## Given request
Below is a set of entries. Reproduce exactly the lines from the one containing "Mark the birch" through the end, both included.

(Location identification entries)
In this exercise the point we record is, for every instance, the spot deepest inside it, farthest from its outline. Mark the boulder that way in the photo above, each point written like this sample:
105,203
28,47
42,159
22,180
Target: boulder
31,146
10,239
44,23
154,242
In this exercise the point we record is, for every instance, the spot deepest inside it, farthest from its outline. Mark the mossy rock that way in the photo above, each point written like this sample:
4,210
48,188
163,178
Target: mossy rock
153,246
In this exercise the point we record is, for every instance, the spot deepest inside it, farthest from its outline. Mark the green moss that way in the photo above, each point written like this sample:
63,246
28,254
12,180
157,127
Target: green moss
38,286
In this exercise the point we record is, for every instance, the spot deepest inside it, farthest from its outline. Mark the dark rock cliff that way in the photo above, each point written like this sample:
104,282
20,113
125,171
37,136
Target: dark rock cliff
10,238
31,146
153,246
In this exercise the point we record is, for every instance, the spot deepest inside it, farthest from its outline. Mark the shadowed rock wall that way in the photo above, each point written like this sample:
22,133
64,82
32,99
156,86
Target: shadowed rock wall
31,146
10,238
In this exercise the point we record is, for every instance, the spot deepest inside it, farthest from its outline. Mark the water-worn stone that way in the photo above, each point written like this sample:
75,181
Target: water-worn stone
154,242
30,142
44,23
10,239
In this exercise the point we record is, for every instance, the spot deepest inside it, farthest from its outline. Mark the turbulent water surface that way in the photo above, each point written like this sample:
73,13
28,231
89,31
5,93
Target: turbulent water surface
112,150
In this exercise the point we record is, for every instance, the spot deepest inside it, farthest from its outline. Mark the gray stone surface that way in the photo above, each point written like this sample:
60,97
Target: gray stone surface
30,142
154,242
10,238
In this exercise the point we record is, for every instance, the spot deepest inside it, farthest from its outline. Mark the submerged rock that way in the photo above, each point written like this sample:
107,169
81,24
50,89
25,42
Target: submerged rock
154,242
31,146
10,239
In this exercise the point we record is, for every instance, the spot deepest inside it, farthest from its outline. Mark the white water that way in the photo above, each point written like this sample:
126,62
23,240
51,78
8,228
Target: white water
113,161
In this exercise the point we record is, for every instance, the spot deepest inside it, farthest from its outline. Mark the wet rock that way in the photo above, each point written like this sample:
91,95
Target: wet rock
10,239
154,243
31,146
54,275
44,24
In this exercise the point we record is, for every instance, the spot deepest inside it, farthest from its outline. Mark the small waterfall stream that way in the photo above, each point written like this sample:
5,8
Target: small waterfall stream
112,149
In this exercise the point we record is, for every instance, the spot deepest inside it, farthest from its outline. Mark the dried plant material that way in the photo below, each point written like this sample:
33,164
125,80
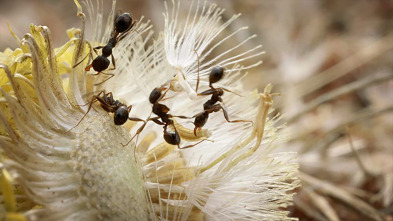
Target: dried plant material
341,195
323,205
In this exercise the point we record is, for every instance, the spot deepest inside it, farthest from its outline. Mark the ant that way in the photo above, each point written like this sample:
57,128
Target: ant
110,105
211,105
122,25
163,118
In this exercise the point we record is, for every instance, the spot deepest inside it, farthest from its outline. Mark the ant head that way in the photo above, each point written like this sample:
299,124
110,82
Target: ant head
216,74
201,119
123,22
107,50
155,95
100,63
172,138
121,115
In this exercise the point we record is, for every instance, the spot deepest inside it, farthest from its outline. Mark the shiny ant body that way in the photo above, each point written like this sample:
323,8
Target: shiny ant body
110,105
211,105
164,118
122,25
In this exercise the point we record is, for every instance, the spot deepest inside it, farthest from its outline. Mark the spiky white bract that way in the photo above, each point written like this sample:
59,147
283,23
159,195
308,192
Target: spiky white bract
189,43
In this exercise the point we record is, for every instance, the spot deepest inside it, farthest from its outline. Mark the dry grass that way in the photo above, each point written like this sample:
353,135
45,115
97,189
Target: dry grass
332,62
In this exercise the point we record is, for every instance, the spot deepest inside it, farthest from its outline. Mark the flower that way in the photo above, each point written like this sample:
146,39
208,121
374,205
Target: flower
63,172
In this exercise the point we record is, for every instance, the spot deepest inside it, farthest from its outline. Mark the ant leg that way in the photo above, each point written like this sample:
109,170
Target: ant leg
88,67
180,116
95,73
140,129
136,119
232,92
111,76
93,100
226,115
155,120
196,89
207,92
98,47
82,105
113,62
194,144
129,108
195,129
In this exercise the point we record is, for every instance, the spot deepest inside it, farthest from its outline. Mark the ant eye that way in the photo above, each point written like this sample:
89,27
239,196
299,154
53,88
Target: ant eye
216,74
121,115
123,22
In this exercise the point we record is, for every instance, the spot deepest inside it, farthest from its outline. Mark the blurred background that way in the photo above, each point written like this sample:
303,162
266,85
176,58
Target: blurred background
331,60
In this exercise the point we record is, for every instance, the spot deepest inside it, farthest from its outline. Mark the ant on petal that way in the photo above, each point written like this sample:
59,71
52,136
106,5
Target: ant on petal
110,105
211,105
164,118
122,25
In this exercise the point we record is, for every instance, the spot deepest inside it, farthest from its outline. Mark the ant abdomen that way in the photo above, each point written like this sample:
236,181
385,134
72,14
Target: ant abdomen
123,22
201,119
172,138
100,63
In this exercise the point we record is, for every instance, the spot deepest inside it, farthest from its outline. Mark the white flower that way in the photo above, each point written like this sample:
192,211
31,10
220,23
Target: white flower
86,173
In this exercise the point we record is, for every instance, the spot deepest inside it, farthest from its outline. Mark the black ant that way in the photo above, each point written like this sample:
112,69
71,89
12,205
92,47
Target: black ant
122,25
110,105
211,105
163,118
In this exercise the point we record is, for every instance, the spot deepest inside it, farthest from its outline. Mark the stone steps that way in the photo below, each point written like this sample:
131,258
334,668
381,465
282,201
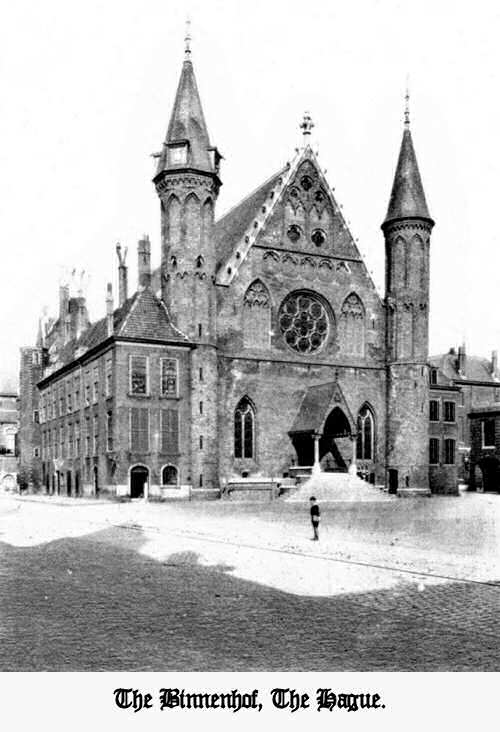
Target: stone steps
338,487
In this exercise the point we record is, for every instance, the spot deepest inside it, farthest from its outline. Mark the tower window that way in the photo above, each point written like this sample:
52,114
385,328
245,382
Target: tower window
306,183
318,237
244,429
365,436
293,233
138,375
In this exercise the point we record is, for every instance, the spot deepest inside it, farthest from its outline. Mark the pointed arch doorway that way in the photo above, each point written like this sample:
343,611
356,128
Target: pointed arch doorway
139,480
324,432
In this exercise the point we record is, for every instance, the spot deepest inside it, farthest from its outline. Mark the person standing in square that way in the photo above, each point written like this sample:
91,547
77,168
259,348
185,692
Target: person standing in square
315,517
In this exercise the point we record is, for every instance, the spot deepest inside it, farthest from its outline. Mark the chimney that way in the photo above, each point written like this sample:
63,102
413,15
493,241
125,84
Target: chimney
122,275
67,328
109,309
144,261
63,303
461,361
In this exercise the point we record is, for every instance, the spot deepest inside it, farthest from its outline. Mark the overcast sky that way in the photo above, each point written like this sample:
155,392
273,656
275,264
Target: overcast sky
87,89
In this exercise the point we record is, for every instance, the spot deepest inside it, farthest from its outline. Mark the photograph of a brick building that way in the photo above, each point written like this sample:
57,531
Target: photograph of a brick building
258,353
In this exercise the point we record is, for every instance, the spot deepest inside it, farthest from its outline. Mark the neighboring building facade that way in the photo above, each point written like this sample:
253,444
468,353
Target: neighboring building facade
460,383
259,346
9,425
485,448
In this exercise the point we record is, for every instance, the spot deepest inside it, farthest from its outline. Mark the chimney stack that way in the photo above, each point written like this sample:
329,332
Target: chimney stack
122,275
144,260
461,359
109,309
63,303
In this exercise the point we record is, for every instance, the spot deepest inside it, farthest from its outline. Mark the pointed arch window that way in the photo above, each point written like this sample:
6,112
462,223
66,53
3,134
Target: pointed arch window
256,316
366,435
244,429
352,324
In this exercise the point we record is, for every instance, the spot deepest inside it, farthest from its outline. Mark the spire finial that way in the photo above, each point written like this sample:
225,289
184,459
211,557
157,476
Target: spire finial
407,104
306,125
187,40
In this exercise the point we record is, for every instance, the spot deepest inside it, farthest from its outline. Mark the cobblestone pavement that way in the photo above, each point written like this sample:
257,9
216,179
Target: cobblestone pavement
219,588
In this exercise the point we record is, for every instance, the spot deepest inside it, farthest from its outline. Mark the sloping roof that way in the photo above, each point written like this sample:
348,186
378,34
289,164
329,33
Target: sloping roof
187,122
148,319
476,368
230,228
142,316
407,197
316,406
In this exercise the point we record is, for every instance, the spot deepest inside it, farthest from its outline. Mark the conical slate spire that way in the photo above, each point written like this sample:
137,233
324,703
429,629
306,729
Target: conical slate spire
187,125
407,197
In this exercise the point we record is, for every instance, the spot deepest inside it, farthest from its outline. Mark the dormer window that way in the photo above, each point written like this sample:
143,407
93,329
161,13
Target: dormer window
177,153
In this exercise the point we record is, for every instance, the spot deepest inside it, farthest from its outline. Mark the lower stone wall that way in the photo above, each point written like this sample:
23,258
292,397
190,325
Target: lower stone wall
443,480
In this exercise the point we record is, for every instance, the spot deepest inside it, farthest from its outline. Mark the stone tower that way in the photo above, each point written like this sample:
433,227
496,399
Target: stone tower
407,229
187,182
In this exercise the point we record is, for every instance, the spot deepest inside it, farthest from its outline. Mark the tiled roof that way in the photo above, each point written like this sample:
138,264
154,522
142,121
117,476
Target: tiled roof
312,411
476,368
232,226
142,316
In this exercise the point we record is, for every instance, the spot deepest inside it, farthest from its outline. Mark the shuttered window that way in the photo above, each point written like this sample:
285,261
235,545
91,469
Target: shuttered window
170,430
139,429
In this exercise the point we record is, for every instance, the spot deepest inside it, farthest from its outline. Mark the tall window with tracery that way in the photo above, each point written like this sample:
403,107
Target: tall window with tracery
352,326
256,316
244,429
365,437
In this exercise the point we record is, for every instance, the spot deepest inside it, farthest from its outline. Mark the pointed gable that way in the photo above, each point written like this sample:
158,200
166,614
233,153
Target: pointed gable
148,319
297,191
407,197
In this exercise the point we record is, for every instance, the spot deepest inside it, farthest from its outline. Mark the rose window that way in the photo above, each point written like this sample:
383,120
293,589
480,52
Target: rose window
304,322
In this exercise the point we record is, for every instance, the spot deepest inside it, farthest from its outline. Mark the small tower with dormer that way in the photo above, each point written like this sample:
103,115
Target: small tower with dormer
187,182
407,230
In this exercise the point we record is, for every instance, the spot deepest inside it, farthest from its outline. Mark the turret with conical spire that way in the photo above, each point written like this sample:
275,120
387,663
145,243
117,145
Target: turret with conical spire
187,182
407,228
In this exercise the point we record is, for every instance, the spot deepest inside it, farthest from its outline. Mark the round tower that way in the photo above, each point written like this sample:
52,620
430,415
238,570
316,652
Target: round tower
407,230
187,182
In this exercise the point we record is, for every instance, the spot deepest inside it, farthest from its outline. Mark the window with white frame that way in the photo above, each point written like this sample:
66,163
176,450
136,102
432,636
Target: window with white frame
449,452
434,451
138,375
95,434
109,431
139,429
169,377
449,411
109,377
488,433
434,410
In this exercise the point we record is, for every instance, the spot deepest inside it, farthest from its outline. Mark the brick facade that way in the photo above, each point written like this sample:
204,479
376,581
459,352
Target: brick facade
285,353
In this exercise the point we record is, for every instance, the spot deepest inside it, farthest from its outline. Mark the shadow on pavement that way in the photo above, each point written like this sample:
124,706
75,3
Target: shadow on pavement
95,603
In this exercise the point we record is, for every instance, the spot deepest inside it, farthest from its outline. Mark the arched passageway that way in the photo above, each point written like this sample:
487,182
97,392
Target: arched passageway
139,477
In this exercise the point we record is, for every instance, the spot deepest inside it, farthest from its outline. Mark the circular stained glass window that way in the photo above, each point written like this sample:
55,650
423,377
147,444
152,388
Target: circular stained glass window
306,183
304,322
318,237
293,233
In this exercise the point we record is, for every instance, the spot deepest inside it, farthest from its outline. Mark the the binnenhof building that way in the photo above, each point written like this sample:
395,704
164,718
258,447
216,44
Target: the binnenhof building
259,347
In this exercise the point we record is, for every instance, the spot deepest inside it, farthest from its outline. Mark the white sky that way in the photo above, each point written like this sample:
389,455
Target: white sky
87,89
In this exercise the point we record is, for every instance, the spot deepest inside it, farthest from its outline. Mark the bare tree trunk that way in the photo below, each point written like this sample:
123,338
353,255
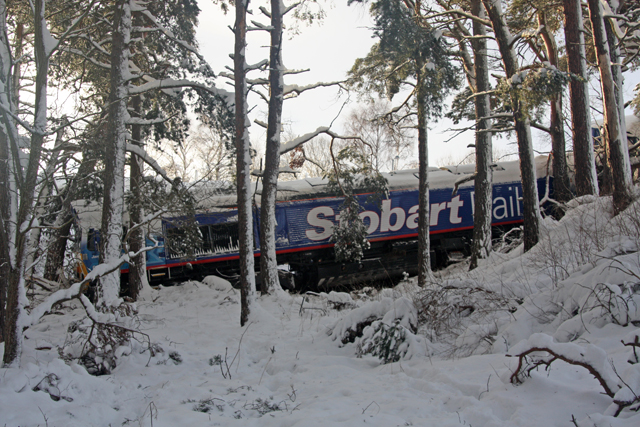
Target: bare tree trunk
268,262
5,203
531,210
16,291
424,243
616,70
7,178
561,185
245,222
62,224
585,168
138,264
618,154
113,178
481,246
43,200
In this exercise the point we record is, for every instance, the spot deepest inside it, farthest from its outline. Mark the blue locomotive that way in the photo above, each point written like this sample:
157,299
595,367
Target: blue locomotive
305,216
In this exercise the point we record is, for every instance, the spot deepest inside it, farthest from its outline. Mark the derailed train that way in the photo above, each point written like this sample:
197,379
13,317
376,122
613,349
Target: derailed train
305,215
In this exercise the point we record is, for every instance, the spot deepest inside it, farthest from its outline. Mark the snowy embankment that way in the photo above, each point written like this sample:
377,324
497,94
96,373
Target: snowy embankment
296,363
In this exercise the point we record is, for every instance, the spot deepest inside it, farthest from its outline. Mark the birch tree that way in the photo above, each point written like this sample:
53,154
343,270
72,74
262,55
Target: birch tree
481,246
268,262
243,164
585,172
408,54
614,136
505,41
22,177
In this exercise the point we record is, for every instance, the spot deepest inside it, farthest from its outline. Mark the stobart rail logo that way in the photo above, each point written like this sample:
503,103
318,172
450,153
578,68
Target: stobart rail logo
456,212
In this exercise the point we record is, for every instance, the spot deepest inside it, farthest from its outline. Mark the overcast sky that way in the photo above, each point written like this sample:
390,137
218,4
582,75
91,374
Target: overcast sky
328,49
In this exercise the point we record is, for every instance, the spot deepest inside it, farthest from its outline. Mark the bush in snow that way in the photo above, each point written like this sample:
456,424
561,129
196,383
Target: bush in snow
462,314
350,235
98,341
354,323
387,342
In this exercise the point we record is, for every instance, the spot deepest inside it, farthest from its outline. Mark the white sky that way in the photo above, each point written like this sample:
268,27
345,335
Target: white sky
329,49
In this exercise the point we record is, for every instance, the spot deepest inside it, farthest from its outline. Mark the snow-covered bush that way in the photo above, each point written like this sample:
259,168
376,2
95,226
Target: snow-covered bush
462,314
387,342
353,324
99,341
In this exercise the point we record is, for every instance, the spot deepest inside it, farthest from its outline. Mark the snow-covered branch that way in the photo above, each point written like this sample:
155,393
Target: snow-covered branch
140,152
297,90
295,143
592,358
173,84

## Result for this task
In this exercise the point we record is, for every instance, the spot deepest inside it, farthest from its outline. Mark the birch tree that way in the photo above, each point written like this sample:
53,154
343,270
72,74
262,55
Target: birch tree
481,246
268,262
243,164
585,172
408,54
614,136
505,41
22,177
In this exercise the point we record is, for every instance, the spot deepest inside it, farthest from its outline. Mark the stobart rail logo that way in the photo above, each point written like this sample:
503,103
318,172
450,153
578,68
Target: stobart rail logo
456,212
In this exercise the point we record is, for every instance, the spot deepest inside it, farthest from its outline. Mark the overcast sky that way in the photo above, each point written like this sample:
390,137
218,4
582,75
91,374
Target: overcast sky
328,49
In this exercise the point we record is, for every instance, the spot deepest inside it, farthest from its outline. Mark the bush in snow that way in the photo above, each point written like this sample:
456,424
561,129
196,383
Target: bush in snow
462,314
350,235
98,341
354,323
387,342
In this exercise the point we record is, for every instance, the spot deepest inside it, farthest from its outline. Mark the white sky that way in the photo above, each point written like this sample:
268,27
345,335
Target: white sky
329,49
In this exercise the point we record is, for every instance, the spot deepest inside it, farthest from its outline. Mark the snow-covered bush that way in the photo above, each point written like this sample:
259,168
376,2
95,226
Target: snow-covered bush
462,314
387,342
353,324
99,341
In this exercise the point we record is, for every instance, the spot deepest inside it, farthest from its outline. Mark the snow-covered branch that way in the photo above, each point written like this sample:
155,393
Target: snow-covered branch
140,152
297,90
295,143
592,358
173,84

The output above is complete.